=== Lista de tareas ===
(1) Según el texto sobre el juicio a Papon:
(a) ¿De qué se acusa a Maurice Papon?
(b) ¿Qué sucedió en 1961, cuando Papon era prefecto de París?
(c) ¿Qué postura defiende Chirac y cuál Seguin en la polémica?
(2) ¿Cómo resumirías en dos frases el texto sobre el juicio a Papon?

=== Texto proporcionado ===
★ ★ ★ ★ ★

El juicio al octogenario Maurice Papon ha abierto en Francia el debate sobre la memoria y la mitología nacional. Papon es acusado de haber ordenado la deportación de judíos durante los años de Vichy. En realidad, lo que sale a la luz, después de 50 años de silencios y ocultaciones, es la colaboración de la Administración francesa con la solución final nazi. Un aparato burocrático que en buena parte el general De Gaulle recuperó después de la guerra. El propio Papon tuvo responsabilidades destacadas tanto con De Gaulle como con Giscard. Siendo Papon prefecto de París, en 1961 se produjo la matanza del metro Charonne: una mortífera represión policial, con decenas de cadáveres en el Sena, de una manifestación a favor del FLN argelino.Hace tiempo que en medios intelectuales franceses se repite una pregunta que hasta hace poco se consideraba redundante: ¿qué es Francia? Ha sido la consolidación del Frente Nacional de Le Pen lo que ha hecho entender que Francia no es ninguna evidencia y que también Francia es una construcción hecha de mitos y fantasmas. Y son precisamente los mitos sobre los que De Gaulle refundó la nación después de la guerra los que están en entredicho. El primero de ellos, el mito de la resistencia, sobre el que De Gaulle fabricó una idea de Francia que permitió sentar a un país vencido y liberado por los americanos a la mesa de los vencedores. Para De Gaulle, Vichy no existió. Habría sido un paréntesis en la historia de Francia que el general consiguió hacer olvidar. Formaba parte de lo impensable. A la verdad de la colaboración opuso la contraverdad de la resistencia. Fue Mitterrand el que empezó a levantar el velo que ocultaba lo obsceno. Cuando, al final de su vida, decidió poner orden y control a su legado biográfico, salió el pecado de juventud de sus veleidades petainistas. Si el presidente había pecado, ¿por qué no lo habrían hecho otros muchos ciudadanos? La polémica es amarga y divide al propio gaullismo: Chirac es partidario de no dejar zonas oscuras a la memoria, y Seguin querría mantener vivo el mito de la inexistencia de Vichy.

★ ★ ★ ★ ★

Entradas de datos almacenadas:
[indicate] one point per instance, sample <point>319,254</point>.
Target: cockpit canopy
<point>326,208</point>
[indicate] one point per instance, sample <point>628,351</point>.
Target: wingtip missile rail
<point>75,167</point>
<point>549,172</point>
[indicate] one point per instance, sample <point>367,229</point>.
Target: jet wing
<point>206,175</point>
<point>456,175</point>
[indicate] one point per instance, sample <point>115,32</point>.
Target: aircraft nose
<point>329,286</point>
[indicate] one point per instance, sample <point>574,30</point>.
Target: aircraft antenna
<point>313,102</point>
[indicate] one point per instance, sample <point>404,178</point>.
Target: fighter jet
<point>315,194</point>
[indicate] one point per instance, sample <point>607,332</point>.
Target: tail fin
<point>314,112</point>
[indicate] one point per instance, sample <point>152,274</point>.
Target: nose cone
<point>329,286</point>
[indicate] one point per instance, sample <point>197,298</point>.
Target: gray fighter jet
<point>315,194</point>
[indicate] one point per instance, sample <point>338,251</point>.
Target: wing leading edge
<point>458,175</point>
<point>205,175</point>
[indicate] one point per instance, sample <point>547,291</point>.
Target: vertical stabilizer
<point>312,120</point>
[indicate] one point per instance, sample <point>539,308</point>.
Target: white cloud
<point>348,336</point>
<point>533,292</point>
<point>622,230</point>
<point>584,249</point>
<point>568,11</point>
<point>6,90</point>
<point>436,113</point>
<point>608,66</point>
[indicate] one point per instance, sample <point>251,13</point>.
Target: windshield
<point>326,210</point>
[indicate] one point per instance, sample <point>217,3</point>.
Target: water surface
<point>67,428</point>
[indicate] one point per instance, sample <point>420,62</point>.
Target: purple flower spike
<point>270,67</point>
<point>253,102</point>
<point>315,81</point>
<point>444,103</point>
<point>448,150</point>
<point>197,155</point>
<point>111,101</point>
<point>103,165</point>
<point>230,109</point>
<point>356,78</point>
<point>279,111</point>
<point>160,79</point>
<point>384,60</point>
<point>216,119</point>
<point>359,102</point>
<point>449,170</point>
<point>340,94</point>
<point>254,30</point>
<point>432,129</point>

★ ★ ★ ★ ★

=== Respuestas ===
(1)
(a) De haber ordenado la deportación de judíos durante los años de Vichy.
(b) La matanza del metro Charonne: una mortífera represión policial de una manifestación a favor del FLN argelino, con decenas de cadáveres en el Sena.
(c) Chirac es partidario de no dejar zonas oscuras a la memoria. Seguin querría mantener vivo el mito de la inexistencia de Vichy.

(2) El juicio a Maurice Papon, acusado de ordenar la deportación de judíos durante Vichy, saca a la luz la colaboración de la Administración francesa con la solución final nazi y ha abierto en Francia el debate sobre la memoria y la mitología nacional. Los mitos con que De Gaulle refundó la nación, sobre todo el de la resistencia, están en entredicho, y la polémica divide al gaullismo entre Chirac, partidario de no dejar zonas oscuras a la memoria, y Seguin, que querría mantener vivo el mito de la inexistencia de Vichy.